Any future regulatory or legal changes that make it easier for Canadian service suppliers to access the EU market will automatically be locked in under CETA, and therefore cannot subsequently be made more restrictive. The EU will also treat Canadian service suppliers no less favorably than it treats service suppliers from its existing or future free-trade agreement partners.
In a world where increasingly technology-enabled and services-based businesses proliferate, labor mobility is paramount, and CETA also covers this important aspect of international trade. CETA’s chapter on temporary entry addresses administrative requirements at the border, such as labor market tests or other numerical limitations that can impose time delays and administrative costs on prospective business entrants to Canada or the EU. CETA provisions will increase transparency and predictability for key personnel, including intracompany transferees and investors, contract service suppliers, and independent professionals (including a broad coverage of professionals and limited coverage of technologists), as well as visitors doing business in the EU.
CETA also establishes a streamlined process for the recognition of foreign qualifications in certain sectors, and a detailed framework through which regulators or professional organizations may negotiate mutual-recognition agreements for other professions. With CETA in place, an investment in Canada will double the market access of American companies already taking advantage of NAFTA.

> [YOUR TASK]: Using the CETA text, answer yes or no for each statement and quote the words that decide it. 1. The EU will treat Canadian service suppliers less favorably than suppliers from its other free-trade agreement partners. 2. CETA's chapter on temporary entry deals with labor market tests at the border. 3. CETA gives broad coverage to technologists. The records that follow were taken from a separate source.

> [RECORDED INFORMATION]:
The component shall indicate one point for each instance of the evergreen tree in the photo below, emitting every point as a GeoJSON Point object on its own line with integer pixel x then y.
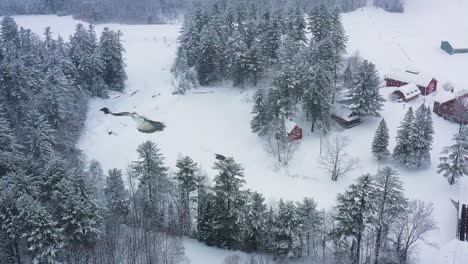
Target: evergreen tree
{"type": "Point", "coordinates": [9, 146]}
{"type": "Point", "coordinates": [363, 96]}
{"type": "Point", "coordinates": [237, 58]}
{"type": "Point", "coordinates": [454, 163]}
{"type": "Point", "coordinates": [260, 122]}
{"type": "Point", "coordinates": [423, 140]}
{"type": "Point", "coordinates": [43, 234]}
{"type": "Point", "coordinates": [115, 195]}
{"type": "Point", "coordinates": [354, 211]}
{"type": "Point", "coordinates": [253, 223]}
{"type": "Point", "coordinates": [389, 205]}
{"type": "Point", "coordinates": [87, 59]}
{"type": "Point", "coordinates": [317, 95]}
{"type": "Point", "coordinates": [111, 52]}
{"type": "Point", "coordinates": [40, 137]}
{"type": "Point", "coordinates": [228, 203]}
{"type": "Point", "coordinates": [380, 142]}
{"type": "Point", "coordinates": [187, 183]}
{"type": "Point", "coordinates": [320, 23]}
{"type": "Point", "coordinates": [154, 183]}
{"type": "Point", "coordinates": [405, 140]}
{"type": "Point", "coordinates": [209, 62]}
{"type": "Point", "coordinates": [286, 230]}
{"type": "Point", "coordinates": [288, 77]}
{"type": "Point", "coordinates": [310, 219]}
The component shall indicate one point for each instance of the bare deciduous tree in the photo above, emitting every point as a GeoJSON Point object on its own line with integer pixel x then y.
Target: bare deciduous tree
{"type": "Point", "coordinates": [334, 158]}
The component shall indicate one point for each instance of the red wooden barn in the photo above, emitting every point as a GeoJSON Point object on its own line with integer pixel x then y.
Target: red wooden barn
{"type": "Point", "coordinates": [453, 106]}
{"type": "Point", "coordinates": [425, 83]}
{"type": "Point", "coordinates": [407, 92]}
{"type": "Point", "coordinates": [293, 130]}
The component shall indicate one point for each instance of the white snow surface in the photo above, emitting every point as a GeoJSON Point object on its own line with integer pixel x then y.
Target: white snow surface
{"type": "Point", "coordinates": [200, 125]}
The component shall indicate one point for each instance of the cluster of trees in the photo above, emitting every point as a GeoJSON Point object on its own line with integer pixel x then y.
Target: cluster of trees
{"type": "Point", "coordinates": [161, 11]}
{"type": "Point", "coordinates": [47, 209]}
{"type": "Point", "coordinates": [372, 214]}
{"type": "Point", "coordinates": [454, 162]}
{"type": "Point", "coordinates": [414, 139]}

> [ANSWER TO THIS EXERCISE]:
1. No: "The EU will also treat Canadian service suppliers no less favorably than it treats service suppliers from its existing or future free-trade agreement partners."
2. Yes: "CETA’s chapter on temporary entry addresses administrative requirements at the border, such as labor market tests or other numerical limitations"
3. No: "limited coverage of technologists"